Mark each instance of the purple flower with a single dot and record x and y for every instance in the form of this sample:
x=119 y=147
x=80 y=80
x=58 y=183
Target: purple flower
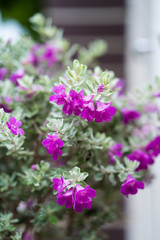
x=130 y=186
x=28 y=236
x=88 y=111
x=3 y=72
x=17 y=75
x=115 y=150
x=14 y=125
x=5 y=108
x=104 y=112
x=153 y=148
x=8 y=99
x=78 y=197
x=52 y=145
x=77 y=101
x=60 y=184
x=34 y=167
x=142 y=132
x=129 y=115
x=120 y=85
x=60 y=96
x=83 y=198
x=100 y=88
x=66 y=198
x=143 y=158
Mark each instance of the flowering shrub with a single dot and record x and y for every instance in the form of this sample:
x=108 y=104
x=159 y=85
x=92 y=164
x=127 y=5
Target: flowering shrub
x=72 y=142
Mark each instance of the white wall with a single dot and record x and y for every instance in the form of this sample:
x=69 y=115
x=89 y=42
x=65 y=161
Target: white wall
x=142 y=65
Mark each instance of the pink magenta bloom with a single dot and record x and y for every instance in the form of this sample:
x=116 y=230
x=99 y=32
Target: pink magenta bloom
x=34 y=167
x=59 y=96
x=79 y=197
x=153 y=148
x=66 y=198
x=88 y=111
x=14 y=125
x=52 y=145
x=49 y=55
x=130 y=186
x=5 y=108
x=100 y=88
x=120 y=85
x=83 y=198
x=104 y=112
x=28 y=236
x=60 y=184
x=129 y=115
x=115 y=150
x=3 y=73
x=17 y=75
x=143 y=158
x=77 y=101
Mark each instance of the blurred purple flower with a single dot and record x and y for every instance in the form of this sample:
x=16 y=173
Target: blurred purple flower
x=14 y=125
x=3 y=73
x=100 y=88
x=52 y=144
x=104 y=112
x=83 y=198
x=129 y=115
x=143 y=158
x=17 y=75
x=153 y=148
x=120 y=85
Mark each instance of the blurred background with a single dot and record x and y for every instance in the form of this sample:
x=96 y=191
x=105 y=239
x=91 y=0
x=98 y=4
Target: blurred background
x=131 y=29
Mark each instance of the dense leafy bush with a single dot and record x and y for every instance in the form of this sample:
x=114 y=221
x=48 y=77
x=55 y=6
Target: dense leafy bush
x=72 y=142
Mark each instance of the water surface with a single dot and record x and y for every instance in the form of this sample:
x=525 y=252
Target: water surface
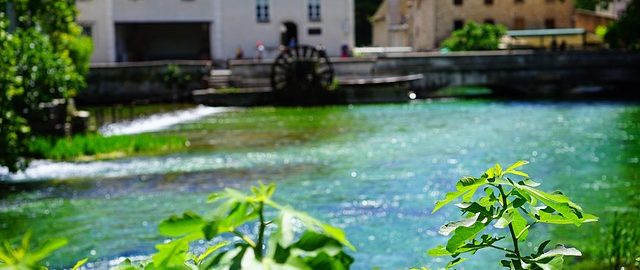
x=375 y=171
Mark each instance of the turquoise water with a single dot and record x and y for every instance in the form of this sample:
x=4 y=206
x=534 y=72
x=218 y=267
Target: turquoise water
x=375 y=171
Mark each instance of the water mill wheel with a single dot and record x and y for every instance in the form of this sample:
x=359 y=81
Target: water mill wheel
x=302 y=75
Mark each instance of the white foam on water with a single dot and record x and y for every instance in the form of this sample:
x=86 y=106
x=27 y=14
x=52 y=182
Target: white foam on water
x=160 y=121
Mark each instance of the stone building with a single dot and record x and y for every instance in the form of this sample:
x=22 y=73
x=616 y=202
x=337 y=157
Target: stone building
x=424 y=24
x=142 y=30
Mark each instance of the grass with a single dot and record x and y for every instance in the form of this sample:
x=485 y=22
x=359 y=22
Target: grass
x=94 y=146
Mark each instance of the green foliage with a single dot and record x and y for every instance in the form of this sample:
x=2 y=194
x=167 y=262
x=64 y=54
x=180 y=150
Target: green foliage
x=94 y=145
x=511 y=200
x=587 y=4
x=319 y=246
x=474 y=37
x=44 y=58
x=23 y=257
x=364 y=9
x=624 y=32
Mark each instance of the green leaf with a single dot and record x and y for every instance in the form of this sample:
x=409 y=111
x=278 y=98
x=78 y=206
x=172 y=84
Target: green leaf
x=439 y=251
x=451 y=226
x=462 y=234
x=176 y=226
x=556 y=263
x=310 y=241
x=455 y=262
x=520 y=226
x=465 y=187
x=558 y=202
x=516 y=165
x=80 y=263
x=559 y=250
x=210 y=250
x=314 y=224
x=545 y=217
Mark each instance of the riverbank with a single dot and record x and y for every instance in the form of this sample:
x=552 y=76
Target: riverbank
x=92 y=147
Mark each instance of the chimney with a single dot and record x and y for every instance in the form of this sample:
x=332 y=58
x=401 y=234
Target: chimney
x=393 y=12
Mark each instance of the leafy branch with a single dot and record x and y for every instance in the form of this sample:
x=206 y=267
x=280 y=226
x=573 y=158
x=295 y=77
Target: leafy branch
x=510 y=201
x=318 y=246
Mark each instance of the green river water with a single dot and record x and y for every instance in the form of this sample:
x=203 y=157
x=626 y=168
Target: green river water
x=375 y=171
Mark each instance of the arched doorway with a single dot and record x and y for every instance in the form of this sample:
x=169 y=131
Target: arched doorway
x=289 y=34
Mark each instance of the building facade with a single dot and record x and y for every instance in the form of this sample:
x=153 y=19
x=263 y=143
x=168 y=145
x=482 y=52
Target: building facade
************
Aim of the exercise: Copy each line containing the word "facade" from the data.

Your solution:
Mark each instance of the building facade with a single dot and record x and y for every instance in the form of this sample:
Target: building facade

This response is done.